▶ **TASK PROMPT**
Number each line of the records below as a list, leaving out the blank lines.

──────── DATASET RECORDS ────────

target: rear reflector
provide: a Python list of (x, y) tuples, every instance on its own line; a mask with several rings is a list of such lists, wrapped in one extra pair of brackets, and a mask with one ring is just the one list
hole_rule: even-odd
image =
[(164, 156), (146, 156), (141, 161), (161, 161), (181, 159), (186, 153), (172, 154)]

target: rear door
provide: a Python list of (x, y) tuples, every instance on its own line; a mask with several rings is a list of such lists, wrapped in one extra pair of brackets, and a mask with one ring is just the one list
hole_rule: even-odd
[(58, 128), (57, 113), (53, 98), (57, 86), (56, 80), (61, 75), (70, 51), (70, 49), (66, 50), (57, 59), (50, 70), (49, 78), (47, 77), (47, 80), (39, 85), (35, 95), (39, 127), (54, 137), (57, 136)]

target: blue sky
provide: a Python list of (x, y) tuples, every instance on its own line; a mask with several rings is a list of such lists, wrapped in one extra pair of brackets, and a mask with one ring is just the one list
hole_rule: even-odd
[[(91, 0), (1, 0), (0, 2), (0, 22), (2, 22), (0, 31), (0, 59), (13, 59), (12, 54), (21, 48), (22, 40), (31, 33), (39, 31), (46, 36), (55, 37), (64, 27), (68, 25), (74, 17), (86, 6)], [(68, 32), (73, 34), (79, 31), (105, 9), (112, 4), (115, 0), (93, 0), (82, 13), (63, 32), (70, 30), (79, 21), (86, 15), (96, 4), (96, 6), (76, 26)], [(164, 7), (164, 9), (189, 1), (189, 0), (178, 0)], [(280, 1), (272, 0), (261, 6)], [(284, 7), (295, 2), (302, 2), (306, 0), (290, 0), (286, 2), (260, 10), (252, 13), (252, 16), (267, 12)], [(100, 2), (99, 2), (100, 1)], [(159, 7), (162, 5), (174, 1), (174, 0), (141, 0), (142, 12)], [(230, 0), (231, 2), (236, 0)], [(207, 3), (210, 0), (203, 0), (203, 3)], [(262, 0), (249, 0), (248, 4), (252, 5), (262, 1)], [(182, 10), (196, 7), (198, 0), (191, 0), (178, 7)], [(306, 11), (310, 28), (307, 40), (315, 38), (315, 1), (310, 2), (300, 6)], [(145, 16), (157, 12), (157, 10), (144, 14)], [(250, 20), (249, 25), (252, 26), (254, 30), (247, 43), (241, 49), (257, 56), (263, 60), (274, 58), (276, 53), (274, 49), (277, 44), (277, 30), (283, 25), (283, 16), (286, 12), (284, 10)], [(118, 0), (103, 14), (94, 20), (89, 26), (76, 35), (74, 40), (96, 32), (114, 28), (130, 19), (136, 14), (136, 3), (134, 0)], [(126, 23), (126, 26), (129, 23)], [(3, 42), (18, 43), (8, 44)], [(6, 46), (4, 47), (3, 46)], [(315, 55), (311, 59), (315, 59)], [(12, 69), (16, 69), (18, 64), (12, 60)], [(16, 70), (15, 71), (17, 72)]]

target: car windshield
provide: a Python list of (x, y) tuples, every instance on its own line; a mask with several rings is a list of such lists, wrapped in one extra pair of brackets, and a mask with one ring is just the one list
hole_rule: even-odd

────────

▶ **ANSWER FOR THE TASK**
1. target: rear reflector
2. provide: a Python list of (x, y) tuples, every instance on its own line; a mask with several rings is a list of such lists, wrapped in one extra pair of brackets, and a mask with one ring is just the one list
3. hole_rule: even-odd
4. image =
5. [(164, 156), (146, 156), (141, 161), (161, 161), (181, 159), (186, 153), (172, 154)]
6. target: rear door
7. provide: a Python list of (x, y) tuples, every instance on its own line; a mask with several rings is a list of such lists, wrapped in one extra pair of brackets, and a mask with one ring is just the one list
8. hole_rule: even-odd
9. [(58, 128), (57, 113), (53, 98), (57, 86), (56, 80), (61, 75), (70, 51), (70, 49), (66, 50), (57, 59), (50, 70), (49, 78), (47, 77), (47, 80), (39, 85), (35, 95), (39, 127), (54, 137), (57, 136)]
10. target: blue sky
11. provide: a Python list of (x, y) tuples, every instance on its own line; a mask with several rings is a list of such lists, wrapped in one extra pair of brackets, and a mask with one ring is just the one list
12. hole_rule: even-odd
13. [[(91, 0), (1, 0), (0, 2), (0, 22), (2, 22), (0, 31), (0, 59), (13, 59), (12, 54), (21, 48), (22, 40), (31, 33), (39, 31), (46, 36), (55, 37), (64, 27), (68, 25), (74, 17), (86, 6)], [(68, 32), (73, 34), (79, 31), (105, 9), (112, 4), (115, 0), (93, 0), (82, 13), (63, 32), (70, 30), (79, 21), (86, 15), (96, 4), (96, 6), (76, 26)], [(164, 7), (164, 9), (189, 1), (189, 0), (178, 0)], [(280, 1), (272, 0), (261, 6)], [(284, 7), (295, 2), (302, 2), (306, 0), (290, 0), (286, 2), (260, 10), (252, 13), (252, 16), (267, 12)], [(100, 2), (99, 2), (100, 1)], [(159, 7), (162, 5), (174, 1), (174, 0), (141, 0), (142, 12)], [(230, 0), (231, 2), (236, 0)], [(207, 3), (210, 0), (203, 0), (203, 3)], [(262, 0), (249, 0), (248, 4), (252, 5), (262, 1)], [(182, 10), (196, 7), (198, 0), (191, 0), (178, 7)], [(306, 11), (310, 28), (307, 40), (315, 38), (315, 1), (310, 2), (300, 6)], [(145, 16), (157, 12), (157, 10), (144, 14)], [(250, 20), (249, 25), (252, 26), (254, 30), (247, 43), (241, 49), (257, 56), (263, 60), (274, 58), (276, 53), (274, 49), (277, 44), (277, 30), (283, 25), (283, 16), (286, 12), (284, 10)], [(118, 0), (103, 14), (94, 20), (89, 26), (76, 35), (74, 40), (96, 32), (114, 28), (130, 19), (136, 14), (136, 3), (134, 0)], [(126, 23), (126, 26), (129, 23)], [(3, 42), (18, 43), (8, 44)], [(6, 46), (4, 47), (3, 46)], [(315, 55), (311, 59), (315, 59)], [(12, 69), (16, 69), (18, 64), (12, 60)], [(16, 70), (15, 71), (17, 72)]]
14. target: car windshield
15. provide: a Python list of (x, y) tuples, every instance on its own line; a mask with several rings is a list of such lists, wrapped in one extra pair of brackets, and a mask with one ring is just the one list
16. hole_rule: even-odd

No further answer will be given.